What is needed: Start at the line containing "Annotate any visible person in" and transcribe every line exactly through the end of the records below, and only those lines.

Recorded information:
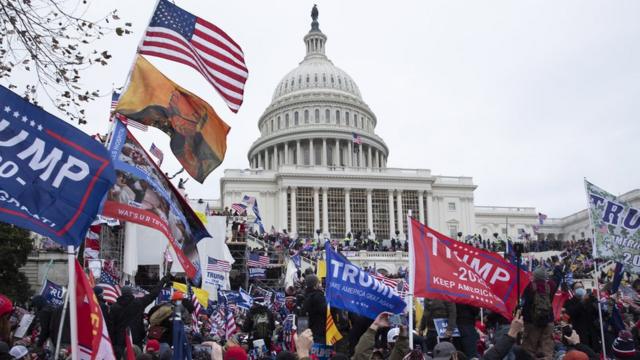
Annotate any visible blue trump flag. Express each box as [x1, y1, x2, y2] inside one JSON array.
[[325, 243, 405, 319], [0, 86, 115, 246], [41, 279, 64, 306]]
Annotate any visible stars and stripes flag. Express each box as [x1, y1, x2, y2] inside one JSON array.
[[352, 132, 362, 145], [149, 143, 164, 166], [209, 307, 225, 338], [247, 252, 269, 268], [241, 195, 256, 206], [282, 313, 296, 351], [97, 271, 121, 303], [231, 202, 247, 215], [83, 224, 101, 260], [225, 305, 237, 340], [139, 0, 248, 113], [207, 256, 231, 272], [110, 91, 120, 111], [370, 272, 409, 297]]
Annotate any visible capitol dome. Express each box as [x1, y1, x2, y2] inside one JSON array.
[[248, 6, 389, 171]]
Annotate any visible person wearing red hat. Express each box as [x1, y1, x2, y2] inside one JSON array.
[[0, 295, 12, 344]]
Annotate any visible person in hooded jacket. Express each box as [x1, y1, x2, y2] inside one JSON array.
[[302, 274, 326, 344], [109, 276, 170, 359], [564, 282, 600, 352], [242, 296, 275, 350]]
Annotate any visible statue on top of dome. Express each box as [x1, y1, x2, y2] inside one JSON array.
[[311, 5, 319, 21]]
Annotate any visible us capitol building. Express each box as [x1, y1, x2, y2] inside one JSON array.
[[219, 8, 639, 243]]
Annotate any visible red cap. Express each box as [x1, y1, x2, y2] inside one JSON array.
[[224, 346, 248, 360], [146, 339, 160, 353], [0, 295, 13, 317], [171, 291, 185, 301]]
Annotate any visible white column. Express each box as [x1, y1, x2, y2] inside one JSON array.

Task output:
Annotate any visible person in hooded jacket. Express each box as [x1, y1, x2, y2] inside one JSON array.
[[302, 274, 326, 344], [109, 276, 170, 359], [564, 282, 600, 352], [242, 296, 275, 350]]
Annotate any visible statue on top of dome. Express each box as [x1, y1, x2, y2] inside one JSON array.
[[311, 5, 319, 21]]
Annotate any visible us capitol building. Express each box as [x1, y1, x2, y2] inside one JSON array.
[[219, 8, 639, 243]]
Annotate any visible red cap. Express each box as [x1, y1, x2, y2] inside one JSON array.
[[224, 346, 248, 360], [146, 339, 160, 353], [0, 295, 13, 317], [171, 291, 185, 301]]
Annotate any visible white column. Express each box as [x1, y1, x2, y2] inside one JSON array.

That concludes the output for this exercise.